Madame l'ambassadrice, mes chers collègues, à moins d'un mois d'une COP15 biodiversité décisive, maintes fois repoussée depuis deux ans en raison de la « stratégie zéro Covid » de la Chine, pays organisateur, nous sommes heureux de vous accueillir pour faire le point sur les ambitions et les stratégies portées par la France afin d'aboutir à un cadre mondial ambitieux et transformateur pour protéger et restaurer la nature.
Cette COP biodiversité marque un moment charnière : les 196 parties à la Convention sur la diversité biologique auront la lourde et impérieuse tâche de définir le nouveau cadre mondial pour la préservation de la biodiversité, à un moment où les pressions qui s'exercent sur le vivant n'ont jamais été aussi fortes. Le rapport de l'IPBES de 2019 - souvent présenté comme le GIEC de la biodiversité - a alerté sur le fait que « la nature décline globalement à un rythme sans précédent dans l'histoire humaine » et que « le taux d'extinction des espèces s'accélère, provoquant dès à présent des effets graves sur les populations humaines du monde entier ». Selon le rapport Planète vivante 2022, établi par le Fonds mondial pour la nature (WWF), « entre 1970 et 2018, la taille moyenne des populations de vertébrés sauvages a décliné de 69 % ». En moins d'un demi-siècle, les effectifs de plus de 32 000 populations de mammifères, d'oiseaux, d'amphibiens, de reptiles et de poissons ont chuté des deux tiers, soit un rythme de 100 à 1 000 fois supérieur au taux naturel d'extinction. C'est une disparition à bas bruit, moins visible et perceptible que le changement climatique, mais dont les effets sur les écosystèmes et l'économie n'en sont pas moins colossaux.

● **ÉNONCÉ**:
Dites si chacune des affirmations suivantes concorde avec l'extrait sur la COP15 biodiversité, en répondant par oui ou par non et en citant les mots de l'extrait qui tranchent.
1. La COP15 biodiversité a été reportée à plusieurs reprises à cause de la politique sanitaire de la Chine.
2. Le rapport de l'IPBES cité date de 2022.
3. D'après le rapport Planète vivante 2022, la taille moyenne des populations de vertébrés sauvages a reculé de 69 % entre 1970 et 2018.
Les données qui suivent forment un matériau indépendant de l'extrait.

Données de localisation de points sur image
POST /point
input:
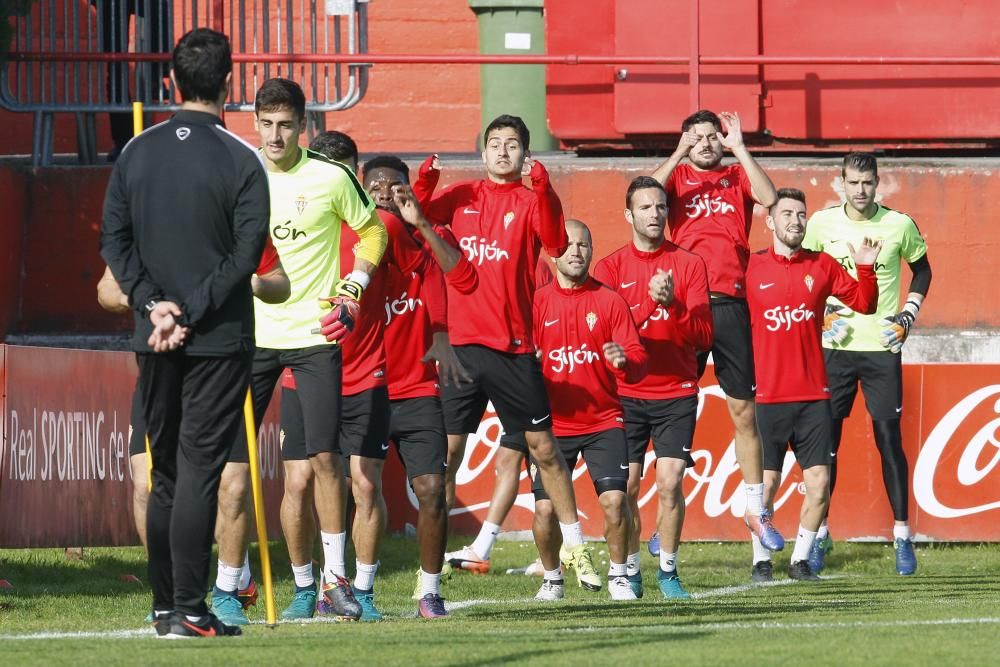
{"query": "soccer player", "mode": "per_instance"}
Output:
(184, 226)
(666, 288)
(508, 459)
(502, 225)
(866, 348)
(310, 198)
(787, 292)
(711, 210)
(587, 343)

● **CORRIGÉ**:
1. Oui : « maintes fois repoussée depuis deux ans en raison de la « stratégie zéro Covid » de la Chine ».
2. Non : « Le rapport de l'IPBES de 2019 ».
3. Oui : « entre 1970 et 2018, la taille moyenne des populations de vertébrés sauvages a décliné de 69 % ».